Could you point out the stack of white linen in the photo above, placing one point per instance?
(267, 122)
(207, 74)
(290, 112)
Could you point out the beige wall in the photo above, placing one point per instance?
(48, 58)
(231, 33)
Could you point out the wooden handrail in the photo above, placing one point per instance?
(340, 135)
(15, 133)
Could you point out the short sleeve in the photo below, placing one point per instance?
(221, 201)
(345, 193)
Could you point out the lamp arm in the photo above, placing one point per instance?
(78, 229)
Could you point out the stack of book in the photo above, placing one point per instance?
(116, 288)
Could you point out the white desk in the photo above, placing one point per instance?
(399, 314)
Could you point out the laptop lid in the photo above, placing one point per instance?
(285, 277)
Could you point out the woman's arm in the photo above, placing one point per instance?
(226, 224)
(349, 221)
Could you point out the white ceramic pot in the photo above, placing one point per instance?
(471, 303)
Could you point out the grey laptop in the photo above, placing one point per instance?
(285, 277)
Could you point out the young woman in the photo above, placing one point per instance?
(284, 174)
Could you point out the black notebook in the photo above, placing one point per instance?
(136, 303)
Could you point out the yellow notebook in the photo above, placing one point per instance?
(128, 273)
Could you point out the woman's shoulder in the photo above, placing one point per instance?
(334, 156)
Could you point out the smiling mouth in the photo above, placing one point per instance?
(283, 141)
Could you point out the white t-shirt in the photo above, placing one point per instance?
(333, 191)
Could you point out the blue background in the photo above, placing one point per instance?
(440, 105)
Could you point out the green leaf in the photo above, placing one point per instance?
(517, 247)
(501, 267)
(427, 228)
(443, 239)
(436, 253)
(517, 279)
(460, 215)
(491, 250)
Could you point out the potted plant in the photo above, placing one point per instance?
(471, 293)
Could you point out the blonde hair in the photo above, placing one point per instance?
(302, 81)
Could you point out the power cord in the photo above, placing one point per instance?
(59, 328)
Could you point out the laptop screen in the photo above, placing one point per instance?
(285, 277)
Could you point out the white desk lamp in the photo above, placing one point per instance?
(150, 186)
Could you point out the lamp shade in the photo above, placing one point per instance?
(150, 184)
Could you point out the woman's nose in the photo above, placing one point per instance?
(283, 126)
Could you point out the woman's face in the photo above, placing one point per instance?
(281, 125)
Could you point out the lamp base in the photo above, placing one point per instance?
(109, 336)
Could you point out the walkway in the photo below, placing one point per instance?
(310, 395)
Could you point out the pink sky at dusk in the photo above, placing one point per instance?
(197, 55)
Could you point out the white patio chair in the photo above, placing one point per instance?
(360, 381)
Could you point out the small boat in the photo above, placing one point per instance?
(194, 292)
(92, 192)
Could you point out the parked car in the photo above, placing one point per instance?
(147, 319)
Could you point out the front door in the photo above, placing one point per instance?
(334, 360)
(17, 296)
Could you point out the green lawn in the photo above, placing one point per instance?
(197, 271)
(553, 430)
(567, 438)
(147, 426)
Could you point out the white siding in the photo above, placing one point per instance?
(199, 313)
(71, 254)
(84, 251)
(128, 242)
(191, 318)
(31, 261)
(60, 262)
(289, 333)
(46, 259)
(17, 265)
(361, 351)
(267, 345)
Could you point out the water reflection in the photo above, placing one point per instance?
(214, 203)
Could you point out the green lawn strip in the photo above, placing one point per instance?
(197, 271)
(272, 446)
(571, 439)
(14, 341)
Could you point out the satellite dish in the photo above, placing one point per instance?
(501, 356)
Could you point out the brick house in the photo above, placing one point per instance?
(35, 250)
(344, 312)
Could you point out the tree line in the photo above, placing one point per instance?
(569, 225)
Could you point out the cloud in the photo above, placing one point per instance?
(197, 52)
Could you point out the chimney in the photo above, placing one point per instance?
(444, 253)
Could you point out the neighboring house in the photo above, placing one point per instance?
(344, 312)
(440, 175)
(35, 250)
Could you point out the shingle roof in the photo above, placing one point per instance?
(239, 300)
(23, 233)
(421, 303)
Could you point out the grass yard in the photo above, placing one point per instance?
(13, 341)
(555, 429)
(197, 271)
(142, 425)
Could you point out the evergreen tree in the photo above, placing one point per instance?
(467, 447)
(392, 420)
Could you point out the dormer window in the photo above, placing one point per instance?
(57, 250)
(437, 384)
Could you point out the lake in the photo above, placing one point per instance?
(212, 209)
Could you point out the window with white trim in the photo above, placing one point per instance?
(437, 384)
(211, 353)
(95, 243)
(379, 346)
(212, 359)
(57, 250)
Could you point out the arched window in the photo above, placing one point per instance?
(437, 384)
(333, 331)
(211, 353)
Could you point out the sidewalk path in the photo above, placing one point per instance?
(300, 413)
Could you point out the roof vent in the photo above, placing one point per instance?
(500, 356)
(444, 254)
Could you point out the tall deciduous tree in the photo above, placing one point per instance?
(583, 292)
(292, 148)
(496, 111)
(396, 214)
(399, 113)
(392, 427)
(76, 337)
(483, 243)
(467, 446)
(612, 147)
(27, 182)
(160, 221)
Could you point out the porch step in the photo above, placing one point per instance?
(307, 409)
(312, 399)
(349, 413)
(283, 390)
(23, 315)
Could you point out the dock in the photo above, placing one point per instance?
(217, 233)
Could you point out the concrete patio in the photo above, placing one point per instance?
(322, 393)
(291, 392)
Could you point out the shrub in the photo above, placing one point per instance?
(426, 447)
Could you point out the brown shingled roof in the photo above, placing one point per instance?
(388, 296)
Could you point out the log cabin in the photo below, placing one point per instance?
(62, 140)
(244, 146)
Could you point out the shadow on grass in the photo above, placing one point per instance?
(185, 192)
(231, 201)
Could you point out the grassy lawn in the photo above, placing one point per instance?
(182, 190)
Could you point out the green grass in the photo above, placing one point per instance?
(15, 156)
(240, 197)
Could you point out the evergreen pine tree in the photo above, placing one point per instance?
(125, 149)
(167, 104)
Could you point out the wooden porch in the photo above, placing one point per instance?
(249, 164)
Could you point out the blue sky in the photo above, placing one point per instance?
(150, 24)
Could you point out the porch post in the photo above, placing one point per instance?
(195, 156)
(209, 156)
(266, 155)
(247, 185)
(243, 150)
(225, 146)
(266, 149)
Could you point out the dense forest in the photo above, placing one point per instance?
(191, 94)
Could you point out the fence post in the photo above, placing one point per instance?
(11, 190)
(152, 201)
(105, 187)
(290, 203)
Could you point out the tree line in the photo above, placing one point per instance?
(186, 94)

• _Exercise description_: Print the listing above in full, exactly as it is.

• _Response to this task_:
Could you point out the stack of white linen in the photo above, placing one point per instance?
(267, 122)
(207, 74)
(290, 112)
Could you point out the beige wall in the photo above, placing one point per instance?
(48, 58)
(231, 33)
Could you point out the wooden handrail in the photo above, placing one point per instance?
(340, 135)
(15, 133)
Could you point out the short sleeve in the photo below, placing one point per instance?
(221, 201)
(345, 193)
Could you point out the lamp arm in the photo above, placing one point per instance?
(78, 229)
Could you point out the stack of book in the photo above, placing one point per instance?
(116, 288)
Could you point out the white desk in the photo above, placing one point per instance?
(399, 314)
Could you point out the laptop lid in the photo above, placing one point per instance?
(285, 277)
Could you point out the woman's arm in the photo above, placing one point per instance?
(226, 224)
(349, 221)
Could you point out the white ceramic pot in the photo above, placing one point per instance?
(471, 303)
Could you point out the grey laptop in the photo above, placing one point per instance?
(285, 277)
Could you point out the young woman in the photo above, placing one point per instance?
(284, 174)
Could you point out the black notebook in the photo above, placing one point per instance?
(136, 303)
Could you point out the yellow notebook in the photo above, placing one point per instance?
(128, 273)
Could you point out the woman's shoulder in the photo above, placing one point per instance?
(334, 156)
Could you point out the smiling mouth in the photo above, placing one point per instance?
(283, 141)
Could you point out the white t-shirt in the photo above, placing one point per instance?
(333, 191)
Could you point out the blue background in the photo above, placing one point per instance?
(440, 105)
Could you point out the green leaf in the photo above, placing one point per instance?
(517, 247)
(501, 267)
(427, 228)
(443, 239)
(436, 253)
(517, 279)
(460, 215)
(491, 250)
Could you point out the potted plant in the photo above, placing one point per instance?
(471, 293)
Could you point out the blonde hair in the photo above, placing one point per instance?
(302, 81)
Could you point out the power cord in the photo above, placing one point per instance?
(59, 328)
Could you point out the laptop screen in the photo above, placing one point per instance?
(285, 277)
Could you point out the white desk lamp in the photo above, placing one point per instance?
(150, 186)
Could you point out the lamp shade in the photo above, placing one point per instance?
(150, 184)
Could you point out the woman's nose in the photo above, placing one point per instance?
(283, 126)
Could you point out the woman's face in the photo above, placing one point per instance?
(281, 125)
Could you point out the lamp base in the photo above, placing one point per instance?
(109, 336)
Could you point out the walkway in the photo below, placing one point per instance?
(310, 395)
Could you point out the pink sky at dusk in the photo above, placing one point per instance?
(197, 55)
Could you point out the white patio chair in the photo above, placing one point per instance?
(360, 381)
Could you point out the small boat in the photo above, placing one point per instance?
(194, 292)
(92, 192)
Could you point out the parked car in the photo above, placing one point per instance?
(147, 319)
Could you point out the front door in the photo above, placing one point per instance?
(334, 360)
(17, 296)
Could you point out the green lawn in the photo above, placing one point per instance?
(197, 271)
(553, 430)
(567, 438)
(147, 426)
Could you point out the white siding in the photo above, placing one point per instance?
(199, 313)
(71, 254)
(84, 251)
(128, 242)
(191, 318)
(31, 261)
(60, 262)
(289, 333)
(46, 259)
(17, 265)
(361, 351)
(267, 345)
Could you point out the water reflection in the photo above, placing one point per instance?
(214, 203)
Could you point out the green lawn strip in the photo above, placing one point per instance?
(197, 271)
(272, 446)
(571, 439)
(14, 341)
Could you point out the satellite dish in the photo above, placing one point per instance?
(501, 356)
Could you point out the brick house in the photo above, placing one point per instance?
(35, 250)
(344, 312)
Could you point out the tree line in the photo above, placing one point per instance?
(569, 225)
Could you point out the cloud in the photo above, placing one point per instance?
(197, 52)
Could you point out the chimney in the photo above, placing one point per instance?
(444, 253)
Could you point out the neighboring house in the photo above, placing one point per instance?
(344, 312)
(440, 175)
(35, 250)
Could you point out the shingle roof in the photo above, placing one point per instance?
(239, 300)
(23, 233)
(421, 303)
Could you point out the grass yard in the photo above, placing one point per instance?
(13, 341)
(555, 429)
(197, 271)
(142, 425)
Could you point out the evergreen tree in the photo above, placing one point per instance?
(467, 447)
(392, 420)
Could you point out the dormer window in the photo above, placing one point per instance?
(57, 250)
(437, 384)
Could you point out the lake in the photo above, placing one point per instance?
(212, 209)
Could you point out the window with white trim in the photo above, placing one point per instance?
(437, 384)
(211, 353)
(95, 243)
(379, 346)
(212, 359)
(57, 250)
Could you point out the arched window in the photo above, placing one point per instance?
(437, 384)
(333, 331)
(211, 353)
Could you point out the sidewalk path in the photo above, placing one point per instance?
(300, 413)
Could you point out the roof vent in the photo above, placing one point per instance?
(500, 356)
(444, 254)
Could you point out the tall deciduous tree in the photo above, placing one point per instance?
(583, 292)
(292, 148)
(496, 111)
(396, 214)
(399, 113)
(392, 427)
(76, 337)
(483, 243)
(467, 446)
(612, 147)
(27, 182)
(160, 221)
Could you point out the porch step in the photo above, placing one point per instance?
(307, 409)
(312, 399)
(349, 413)
(283, 390)
(23, 315)
Could you point out the dock in the photo above, placing one point per instance?
(217, 233)
Could you point out the concrete patio in the photo above, placing one point per instance?
(322, 393)
(291, 392)
Could you point out the shrub in the photo above, placing one point per instance?
(426, 447)
Could you point out the brown shingled roof in the photo above, placing one point per instance?
(388, 296)
Could you point out the log cabin in the photo below, placing one point per instance?
(62, 140)
(244, 146)
Could you point out the shadow on grass in the photo above, placing one point per instance?
(185, 192)
(231, 201)
Could you point out the grassy lawn in the photo above, placing one point per instance?
(182, 190)
Could you point out the green grass in the photo above, placing one point per instance?
(15, 156)
(240, 197)
Could you point out the evergreen pine tree in the photo above, placing one point per instance?
(125, 149)
(167, 104)
Could you point out the wooden porch in the photo above, placing one point per instance?
(249, 164)
Could you point out the blue sky in the photo above, placing one point per instance?
(150, 24)
Could you point out the porch post in the photo above, placing one point per instance?
(195, 156)
(209, 156)
(266, 155)
(247, 185)
(243, 150)
(225, 146)
(266, 149)
Could you point out the dense forest in the photo above, placing one point per instance?
(191, 94)
Could you point out the fence post in the photo above, placing one point per instance?
(11, 190)
(152, 201)
(105, 187)
(290, 203)
Could you point out the tree line in the photo above, placing one point per instance?
(186, 94)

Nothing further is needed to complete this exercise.